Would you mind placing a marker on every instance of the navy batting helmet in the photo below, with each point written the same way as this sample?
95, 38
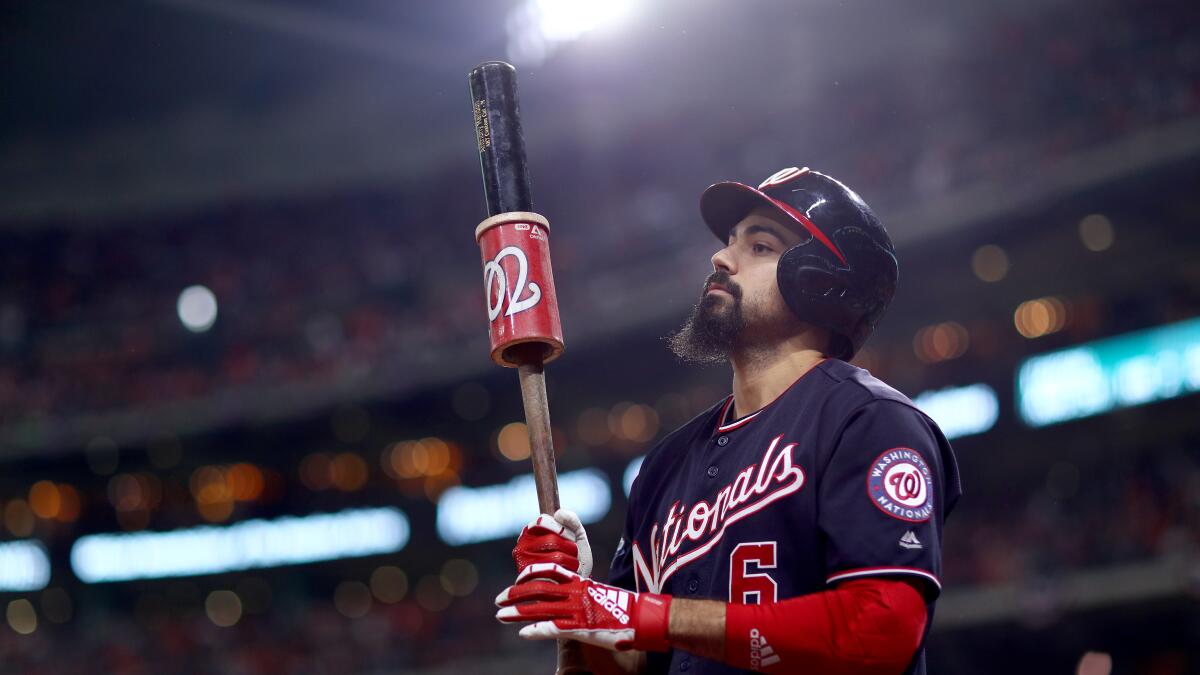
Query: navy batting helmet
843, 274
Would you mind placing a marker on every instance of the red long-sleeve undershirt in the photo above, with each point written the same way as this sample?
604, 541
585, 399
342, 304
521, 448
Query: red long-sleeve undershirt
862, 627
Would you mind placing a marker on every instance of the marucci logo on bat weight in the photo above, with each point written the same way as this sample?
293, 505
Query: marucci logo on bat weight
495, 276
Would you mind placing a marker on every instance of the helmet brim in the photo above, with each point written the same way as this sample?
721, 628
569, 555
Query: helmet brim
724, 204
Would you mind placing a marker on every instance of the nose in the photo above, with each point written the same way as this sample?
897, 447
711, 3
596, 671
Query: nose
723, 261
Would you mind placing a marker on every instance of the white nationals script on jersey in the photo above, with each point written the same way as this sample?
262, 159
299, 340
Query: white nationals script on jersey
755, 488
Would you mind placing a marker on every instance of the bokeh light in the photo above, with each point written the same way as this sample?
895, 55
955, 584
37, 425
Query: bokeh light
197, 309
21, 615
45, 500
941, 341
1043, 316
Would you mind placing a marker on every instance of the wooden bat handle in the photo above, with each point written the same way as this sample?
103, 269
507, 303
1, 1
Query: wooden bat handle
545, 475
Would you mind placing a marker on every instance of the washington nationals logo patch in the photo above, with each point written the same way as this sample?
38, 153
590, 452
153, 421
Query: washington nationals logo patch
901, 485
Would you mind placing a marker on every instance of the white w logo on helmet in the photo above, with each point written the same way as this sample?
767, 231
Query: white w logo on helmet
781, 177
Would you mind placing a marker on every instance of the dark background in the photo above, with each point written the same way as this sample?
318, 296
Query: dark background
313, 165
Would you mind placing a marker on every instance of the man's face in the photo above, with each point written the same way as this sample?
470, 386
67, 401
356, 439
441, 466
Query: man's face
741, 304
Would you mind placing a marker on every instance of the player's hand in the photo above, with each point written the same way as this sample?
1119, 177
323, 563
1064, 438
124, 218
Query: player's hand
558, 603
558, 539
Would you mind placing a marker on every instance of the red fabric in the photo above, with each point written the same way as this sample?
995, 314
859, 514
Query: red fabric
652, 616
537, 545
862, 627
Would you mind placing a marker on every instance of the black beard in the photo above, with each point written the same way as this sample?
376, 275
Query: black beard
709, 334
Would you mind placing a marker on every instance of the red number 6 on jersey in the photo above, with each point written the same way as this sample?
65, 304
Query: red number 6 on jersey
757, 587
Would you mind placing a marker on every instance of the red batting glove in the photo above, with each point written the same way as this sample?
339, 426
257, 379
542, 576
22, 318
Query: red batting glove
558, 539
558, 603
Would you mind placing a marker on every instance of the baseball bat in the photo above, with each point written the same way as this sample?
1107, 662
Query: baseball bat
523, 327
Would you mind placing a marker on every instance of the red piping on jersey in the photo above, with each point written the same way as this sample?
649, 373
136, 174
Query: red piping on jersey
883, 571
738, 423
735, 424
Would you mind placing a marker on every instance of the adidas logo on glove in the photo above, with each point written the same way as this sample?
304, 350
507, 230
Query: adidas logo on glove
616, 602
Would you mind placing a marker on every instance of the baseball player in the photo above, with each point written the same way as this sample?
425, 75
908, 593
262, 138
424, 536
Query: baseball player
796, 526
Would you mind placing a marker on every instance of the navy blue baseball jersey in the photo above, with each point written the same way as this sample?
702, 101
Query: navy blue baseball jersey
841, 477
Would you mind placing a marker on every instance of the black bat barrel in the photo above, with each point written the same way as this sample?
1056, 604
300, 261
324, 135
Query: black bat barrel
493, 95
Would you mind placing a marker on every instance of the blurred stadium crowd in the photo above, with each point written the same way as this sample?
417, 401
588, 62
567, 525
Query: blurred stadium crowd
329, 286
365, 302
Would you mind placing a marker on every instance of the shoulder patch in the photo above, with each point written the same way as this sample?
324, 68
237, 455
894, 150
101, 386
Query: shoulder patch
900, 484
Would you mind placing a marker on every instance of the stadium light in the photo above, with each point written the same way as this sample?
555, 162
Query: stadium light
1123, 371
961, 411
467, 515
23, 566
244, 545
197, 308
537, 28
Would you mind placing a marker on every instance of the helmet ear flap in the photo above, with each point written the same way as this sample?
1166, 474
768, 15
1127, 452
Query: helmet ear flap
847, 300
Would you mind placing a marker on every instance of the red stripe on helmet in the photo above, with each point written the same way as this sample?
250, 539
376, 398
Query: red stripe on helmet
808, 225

▶ Aim of the task
In the listing, from the line containing "of the shoulder" through the end, inclusive, rename "stadium light" to "floodlight" wherever it appears and give those lines back with nothing else changed.

▶ The result
Would you mind placing a marker on every instance of the shoulder patch in the photo above, with each point written the same way as this sample?
324, 68
237, 455
894, 150
101, 386
Query: shoulder patch
900, 484
Would you mind placing a marker on every instance of the floodlight in the photo above, with each point written the same way as this sample?
555, 162
Query: floodlight
1123, 371
961, 411
467, 515
23, 566
244, 545
197, 308
537, 28
Would you mind placing a marker on every instance of the helmet ear flap in the photo above, with each point written the same way as this sample?
1166, 474
768, 15
1127, 452
Query: helmet ear flap
847, 300
Would you mind placing a marker on every instance of the red stripe on helmet in the photo above, with each point written the same way as this sample?
250, 539
376, 398
Query: red stripe on helmet
808, 225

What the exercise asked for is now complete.